REQUIRED WORK:
Nothing in the records should change; write them all out again.

DATASET RECORDS:
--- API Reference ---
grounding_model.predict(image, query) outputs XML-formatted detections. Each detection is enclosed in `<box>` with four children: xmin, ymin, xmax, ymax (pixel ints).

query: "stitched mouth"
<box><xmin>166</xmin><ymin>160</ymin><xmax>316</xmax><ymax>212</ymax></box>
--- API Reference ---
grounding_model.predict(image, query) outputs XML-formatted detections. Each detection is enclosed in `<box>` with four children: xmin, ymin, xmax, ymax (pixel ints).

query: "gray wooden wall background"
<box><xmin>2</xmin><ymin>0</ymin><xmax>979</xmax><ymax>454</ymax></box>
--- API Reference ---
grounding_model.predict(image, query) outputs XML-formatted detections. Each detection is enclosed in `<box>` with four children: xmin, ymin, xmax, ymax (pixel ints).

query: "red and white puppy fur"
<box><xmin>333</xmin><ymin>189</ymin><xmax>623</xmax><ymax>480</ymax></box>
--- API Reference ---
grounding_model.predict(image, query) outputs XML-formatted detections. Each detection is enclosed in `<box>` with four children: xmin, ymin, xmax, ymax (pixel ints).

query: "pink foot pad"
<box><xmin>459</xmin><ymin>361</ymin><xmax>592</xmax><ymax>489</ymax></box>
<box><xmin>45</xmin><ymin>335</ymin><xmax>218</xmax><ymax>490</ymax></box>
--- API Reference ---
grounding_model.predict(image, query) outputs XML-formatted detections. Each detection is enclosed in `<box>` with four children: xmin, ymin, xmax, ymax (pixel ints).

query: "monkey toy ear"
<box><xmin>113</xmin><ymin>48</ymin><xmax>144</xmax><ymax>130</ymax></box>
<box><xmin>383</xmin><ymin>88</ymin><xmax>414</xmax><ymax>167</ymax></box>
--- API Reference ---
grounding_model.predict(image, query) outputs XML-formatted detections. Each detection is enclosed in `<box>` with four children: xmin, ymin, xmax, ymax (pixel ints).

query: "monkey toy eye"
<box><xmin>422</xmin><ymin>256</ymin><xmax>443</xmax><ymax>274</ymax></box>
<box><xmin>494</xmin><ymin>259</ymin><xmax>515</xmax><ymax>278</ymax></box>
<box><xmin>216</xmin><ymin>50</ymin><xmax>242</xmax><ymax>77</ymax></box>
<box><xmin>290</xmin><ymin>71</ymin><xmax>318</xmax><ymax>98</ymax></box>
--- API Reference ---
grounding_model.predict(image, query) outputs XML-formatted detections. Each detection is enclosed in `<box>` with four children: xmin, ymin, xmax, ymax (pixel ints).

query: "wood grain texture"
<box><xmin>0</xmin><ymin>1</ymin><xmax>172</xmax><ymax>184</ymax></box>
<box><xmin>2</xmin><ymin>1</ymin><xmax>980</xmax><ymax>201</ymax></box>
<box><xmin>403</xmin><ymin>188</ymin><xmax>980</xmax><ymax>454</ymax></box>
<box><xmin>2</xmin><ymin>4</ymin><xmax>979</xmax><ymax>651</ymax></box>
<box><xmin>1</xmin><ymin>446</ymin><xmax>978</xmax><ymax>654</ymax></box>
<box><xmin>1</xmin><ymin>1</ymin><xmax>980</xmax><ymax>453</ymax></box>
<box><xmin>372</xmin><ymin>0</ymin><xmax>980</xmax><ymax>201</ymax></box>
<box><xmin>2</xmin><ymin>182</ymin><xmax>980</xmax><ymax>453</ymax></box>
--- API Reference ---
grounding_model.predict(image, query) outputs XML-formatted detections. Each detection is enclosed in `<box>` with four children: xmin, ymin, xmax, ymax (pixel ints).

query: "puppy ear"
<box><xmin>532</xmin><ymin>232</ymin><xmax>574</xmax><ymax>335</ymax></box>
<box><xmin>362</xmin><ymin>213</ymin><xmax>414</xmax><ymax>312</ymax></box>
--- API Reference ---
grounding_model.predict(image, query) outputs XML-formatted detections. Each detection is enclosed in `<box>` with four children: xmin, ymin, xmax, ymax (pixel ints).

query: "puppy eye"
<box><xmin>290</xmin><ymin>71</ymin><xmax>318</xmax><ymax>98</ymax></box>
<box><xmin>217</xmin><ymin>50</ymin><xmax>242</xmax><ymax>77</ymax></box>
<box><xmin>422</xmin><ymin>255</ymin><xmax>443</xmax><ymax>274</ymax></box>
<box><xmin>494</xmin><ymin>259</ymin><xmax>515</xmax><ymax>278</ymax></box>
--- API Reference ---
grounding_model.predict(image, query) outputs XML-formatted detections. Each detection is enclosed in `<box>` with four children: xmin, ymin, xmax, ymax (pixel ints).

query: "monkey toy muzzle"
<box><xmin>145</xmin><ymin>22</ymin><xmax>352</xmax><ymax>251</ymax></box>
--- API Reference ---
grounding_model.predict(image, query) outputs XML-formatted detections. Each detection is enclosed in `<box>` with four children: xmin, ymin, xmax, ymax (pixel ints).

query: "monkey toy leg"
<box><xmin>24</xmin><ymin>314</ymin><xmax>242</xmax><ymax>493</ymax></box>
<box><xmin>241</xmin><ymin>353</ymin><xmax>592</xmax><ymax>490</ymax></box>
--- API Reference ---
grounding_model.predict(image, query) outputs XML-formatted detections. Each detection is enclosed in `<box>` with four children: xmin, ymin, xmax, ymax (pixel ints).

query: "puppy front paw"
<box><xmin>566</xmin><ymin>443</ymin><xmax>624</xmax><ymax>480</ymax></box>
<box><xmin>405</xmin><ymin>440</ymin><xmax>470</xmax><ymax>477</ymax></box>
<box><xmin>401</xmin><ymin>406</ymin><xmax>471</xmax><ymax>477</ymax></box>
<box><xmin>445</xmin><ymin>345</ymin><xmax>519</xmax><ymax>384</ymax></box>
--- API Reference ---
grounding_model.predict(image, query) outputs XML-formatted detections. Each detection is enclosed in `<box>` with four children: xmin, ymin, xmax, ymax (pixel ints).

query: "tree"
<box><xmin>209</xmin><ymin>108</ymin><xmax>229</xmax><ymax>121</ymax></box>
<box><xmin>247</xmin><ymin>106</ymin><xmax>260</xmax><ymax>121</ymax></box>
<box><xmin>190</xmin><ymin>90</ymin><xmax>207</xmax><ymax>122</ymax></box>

ANSWER TO THIS TASK:
--- API Reference ---
grounding_model.predict(image, query) outputs XML-formatted detections. Each detection is enclosed in `<box>` with four children: xmin, ymin, xmax, ymax (pixel ints).

query: "stitched mouth"
<box><xmin>166</xmin><ymin>160</ymin><xmax>316</xmax><ymax>212</ymax></box>
--- API Reference ---
grounding_model.predict(image, query) outputs XML-formatted detections. Each detection is enclosed in `<box>` with four children: xmin, ymin, xmax, ymax (pixel ints).

query: "gray wooden wall background"
<box><xmin>2</xmin><ymin>0</ymin><xmax>979</xmax><ymax>454</ymax></box>
--- API Reference ---
grounding_model.predict(image, query) outputs XML-formatted detections. Each detection is enclosed in `<box>` with four children: xmin, ymin, xmax, ymax (pixel ints).

query: "red and white puppy fur"
<box><xmin>333</xmin><ymin>189</ymin><xmax>623</xmax><ymax>480</ymax></box>
--- API Reference ---
grounding_model.predict(image, query) outputs XML-formatted detections. Each detection is enclosed in `<box>` with four children: xmin, ymin, xmax, ymax (pixel ints).

query: "pink foot pad"
<box><xmin>459</xmin><ymin>361</ymin><xmax>592</xmax><ymax>489</ymax></box>
<box><xmin>45</xmin><ymin>335</ymin><xmax>218</xmax><ymax>490</ymax></box>
--- API Reference ---
grounding_model.predict(image, query) outputs XML-formatted detections. Each detection is enclosed in `<box>` with four children: xmin, ymin, xmax, ymax (pixel ints).

query: "monkey toy ear"
<box><xmin>113</xmin><ymin>48</ymin><xmax>144</xmax><ymax>130</ymax></box>
<box><xmin>383</xmin><ymin>88</ymin><xmax>414</xmax><ymax>167</ymax></box>
--- API Reference ---
grounding_model.predict(image, query) outputs XML-formatted detections. Each detection is enclosed in `<box>` with four children: xmin, ymin, xmax, ymax (pixel ints).

query: "monkey toy eye"
<box><xmin>422</xmin><ymin>256</ymin><xmax>443</xmax><ymax>274</ymax></box>
<box><xmin>494</xmin><ymin>259</ymin><xmax>515</xmax><ymax>278</ymax></box>
<box><xmin>216</xmin><ymin>50</ymin><xmax>242</xmax><ymax>77</ymax></box>
<box><xmin>290</xmin><ymin>71</ymin><xmax>318</xmax><ymax>98</ymax></box>
--- API Reference ---
grounding_model.predict(image, query) outputs XML-formatted detections. Each detection is enclosed in `<box>` with four children: xmin, ymin, xmax, ymax (pixel ints).

query: "wood grain texture"
<box><xmin>0</xmin><ymin>1</ymin><xmax>172</xmax><ymax>184</ymax></box>
<box><xmin>2</xmin><ymin>1</ymin><xmax>980</xmax><ymax>201</ymax></box>
<box><xmin>403</xmin><ymin>188</ymin><xmax>980</xmax><ymax>454</ymax></box>
<box><xmin>2</xmin><ymin>4</ymin><xmax>979</xmax><ymax>651</ymax></box>
<box><xmin>1</xmin><ymin>446</ymin><xmax>978</xmax><ymax>654</ymax></box>
<box><xmin>1</xmin><ymin>1</ymin><xmax>980</xmax><ymax>453</ymax></box>
<box><xmin>372</xmin><ymin>0</ymin><xmax>980</xmax><ymax>201</ymax></box>
<box><xmin>2</xmin><ymin>182</ymin><xmax>980</xmax><ymax>453</ymax></box>
--- API Reference ---
grounding_model.predict(image, query) outputs XML-formatted detections. Each detection is enclosed in `<box>` with four children: xmin, ymin, xmax, ymax (pixel ints).

query: "puppy ear"
<box><xmin>532</xmin><ymin>232</ymin><xmax>574</xmax><ymax>335</ymax></box>
<box><xmin>362</xmin><ymin>213</ymin><xmax>414</xmax><ymax>312</ymax></box>
--- API Reference ---
grounding_model.predict(image, query) outputs XML-formatted detections. Each detection is enclosed in `<box>` with four children: xmin, ymin, xmax, ymax (pixel ints).

query: "puppy eye"
<box><xmin>290</xmin><ymin>71</ymin><xmax>318</xmax><ymax>98</ymax></box>
<box><xmin>217</xmin><ymin>50</ymin><xmax>242</xmax><ymax>77</ymax></box>
<box><xmin>422</xmin><ymin>255</ymin><xmax>443</xmax><ymax>274</ymax></box>
<box><xmin>494</xmin><ymin>259</ymin><xmax>515</xmax><ymax>278</ymax></box>
--- API Reference ---
grounding_model.predict(image, query) outputs XML-formatted detections. Each detection is enclosed in `<box>` with four children: xmin, ymin, xmax, ymax (pixel ints).

query: "monkey toy muzzle"
<box><xmin>145</xmin><ymin>22</ymin><xmax>352</xmax><ymax>251</ymax></box>
--- API Reference ---
grounding_model.predict(image, query) outputs XML-formatted detections. Each detection is enclosed in `<box>` with four children: xmin, ymin, xmax, ymax (pixel ints).

query: "monkey toy leg"
<box><xmin>24</xmin><ymin>314</ymin><xmax>242</xmax><ymax>493</ymax></box>
<box><xmin>241</xmin><ymin>353</ymin><xmax>592</xmax><ymax>490</ymax></box>
--- API Reference ---
grounding_model.predict(image, query) outputs XML-formatted detections. Each detection is enclosed in `<box>` with four children: xmin, ymin, xmax, ymax (pixel ints).

query: "puppy front paw"
<box><xmin>566</xmin><ymin>443</ymin><xmax>624</xmax><ymax>480</ymax></box>
<box><xmin>405</xmin><ymin>440</ymin><xmax>470</xmax><ymax>477</ymax></box>
<box><xmin>401</xmin><ymin>406</ymin><xmax>471</xmax><ymax>477</ymax></box>
<box><xmin>445</xmin><ymin>345</ymin><xmax>519</xmax><ymax>384</ymax></box>
--- API Reference ---
grounding_model.predict(image, query) outputs XML-formatted detections. Each detection is enclosed in `<box>` with four children: xmin, ymin, xmax, ymax (pixel ints).

query: "tree"
<box><xmin>209</xmin><ymin>108</ymin><xmax>229</xmax><ymax>121</ymax></box>
<box><xmin>247</xmin><ymin>106</ymin><xmax>260</xmax><ymax>121</ymax></box>
<box><xmin>190</xmin><ymin>90</ymin><xmax>207</xmax><ymax>122</ymax></box>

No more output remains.